• Given passage:
┄┄┄┄┄┄┄┄┄┄┄┄┄┄┄┄┄┄┄┄

My World Lit professor this past term was very fond of European avant-garde works. We read a lot of banned books and fiction written by authors who went against convention, and in some cases, the party line, to tell their stories. I want to share a few of my favorites with you.

  1. The Master and Margarita. Mikhail Bulgakov.
    • This novel features the devil in Moscow. A thinly-veiled satirical critique of the arts society in Marxist Russia due to Lenin’s rule of “creation for support of the Communist Party” which discouraged anything that wasn’t pro-Communist. This novel is a hoot: it features not only the Devil, but his comrades are a shady jester, a human- sized smart-mouthed cat, and one of the creepiest and weirdest thugs (Azazello, the fanged man in the bowler hat) that I’ve ever encountered in fiction. True to much modernist fiction, there are subplots a-plenty, including one of the writer’s account of Pontius Pilate, a black magic theater which goes awry, and a love story between a married woman (the Margarita) and an author placed in a mental asylum for “going against the grain” (the Master). Margarita will do anything to return to her lover’s side, including making a deal with the devil. A funny and insightful novel full of hidden symbols that expose the hard life for artists in Soviet Russia.
  2. We. Yevgeny Zamyatin. 
    • Thought by many scholars of European literature to be one of the precursors to dystopian fiction, and inspired other books in the genre, such as 1984 by George Orwell. I read this book for my research essay in World Lit on the advice of my instructor, one of the professors I came to admire my first term and who came to know me well enough to know that I would like this bizarre, futuristic science fiction story. We is such a critical expose of Soviet Russia that the book would not be published there until the 1960s. The story takes place in the One State, ruled by a totalitarian figure known as the Benefactor, and aided by a KGB-type secret police called Guardians. The citizens are known ciphers and given a combination of letter and numbers for names. Imagination and dreams are considered mental illness and individuality is punishable by forced lobotomization or death. The protagonist, spaceship engineer D-503, finds himself in turmoil after meeting the revolutionary woman cipher I-330, whom he is sexually obsessed with, despite her rebellious ways. I have to say this is now one of my favorite science fiction books of all time.

┄┄┄┄┄┄┄┄┄┄┄┄┄┄┄┄┄┄┄┄

• Given information:

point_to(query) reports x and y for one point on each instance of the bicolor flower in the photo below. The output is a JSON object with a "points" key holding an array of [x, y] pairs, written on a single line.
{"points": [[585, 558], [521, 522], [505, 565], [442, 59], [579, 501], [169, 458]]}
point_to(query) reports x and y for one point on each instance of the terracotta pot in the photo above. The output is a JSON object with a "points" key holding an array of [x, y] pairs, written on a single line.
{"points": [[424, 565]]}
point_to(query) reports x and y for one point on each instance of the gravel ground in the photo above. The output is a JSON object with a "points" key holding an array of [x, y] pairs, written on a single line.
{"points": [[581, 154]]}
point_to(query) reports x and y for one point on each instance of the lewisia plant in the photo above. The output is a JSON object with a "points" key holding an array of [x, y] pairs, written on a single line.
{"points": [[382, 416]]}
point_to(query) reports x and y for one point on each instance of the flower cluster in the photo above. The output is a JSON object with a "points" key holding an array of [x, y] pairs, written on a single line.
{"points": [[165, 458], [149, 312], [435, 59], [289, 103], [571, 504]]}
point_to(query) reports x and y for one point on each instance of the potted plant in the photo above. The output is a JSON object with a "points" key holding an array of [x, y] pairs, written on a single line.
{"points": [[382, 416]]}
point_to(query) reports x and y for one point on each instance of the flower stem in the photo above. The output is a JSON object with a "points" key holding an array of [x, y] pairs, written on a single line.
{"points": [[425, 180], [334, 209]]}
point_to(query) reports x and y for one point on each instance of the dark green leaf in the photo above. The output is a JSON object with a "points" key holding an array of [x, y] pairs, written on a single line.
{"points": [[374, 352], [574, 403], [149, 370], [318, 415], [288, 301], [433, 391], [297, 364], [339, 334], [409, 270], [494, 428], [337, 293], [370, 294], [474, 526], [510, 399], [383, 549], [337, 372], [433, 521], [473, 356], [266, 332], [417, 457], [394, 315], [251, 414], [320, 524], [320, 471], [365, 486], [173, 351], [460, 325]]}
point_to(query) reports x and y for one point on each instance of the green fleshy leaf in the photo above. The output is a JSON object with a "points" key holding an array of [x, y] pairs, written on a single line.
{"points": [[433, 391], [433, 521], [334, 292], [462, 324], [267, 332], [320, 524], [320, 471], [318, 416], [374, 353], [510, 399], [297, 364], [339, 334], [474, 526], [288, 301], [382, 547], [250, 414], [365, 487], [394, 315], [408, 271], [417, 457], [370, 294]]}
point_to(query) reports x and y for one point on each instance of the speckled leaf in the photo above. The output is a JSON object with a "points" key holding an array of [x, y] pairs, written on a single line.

┄┄┄┄┄┄┄┄┄┄┄┄┄┄┄┄┄┄┄┄

• Work to do:
- A) Decide whether each statement below agrees with the reading-list post. Answer yes or no for each, and quote the deciding words from the post: (i) The novel We was not published in Soviet Russia until the 1960s. (ii) In The Master and Margarita, Azazello is the smart-mouthed cat. (iii) The protagonist of We, D-503, is a spaceship engineer.
- B) Gather every line of the records that contains the word "fleshy".

• Exercise answers:
- A)
(i) Yes: "the book would not be published there until the 1960s"
(ii) No: "Azazello, the fanged man in the bowler hat"
(iii) Yes: "spaceship engineer D-503"

- B)
point_to(query) reports x and y for one point on each instance of the green fleshy leaf in the photo above. The output is a JSON object with a "points" key holding an array of [x, y] pairs, written on a single line.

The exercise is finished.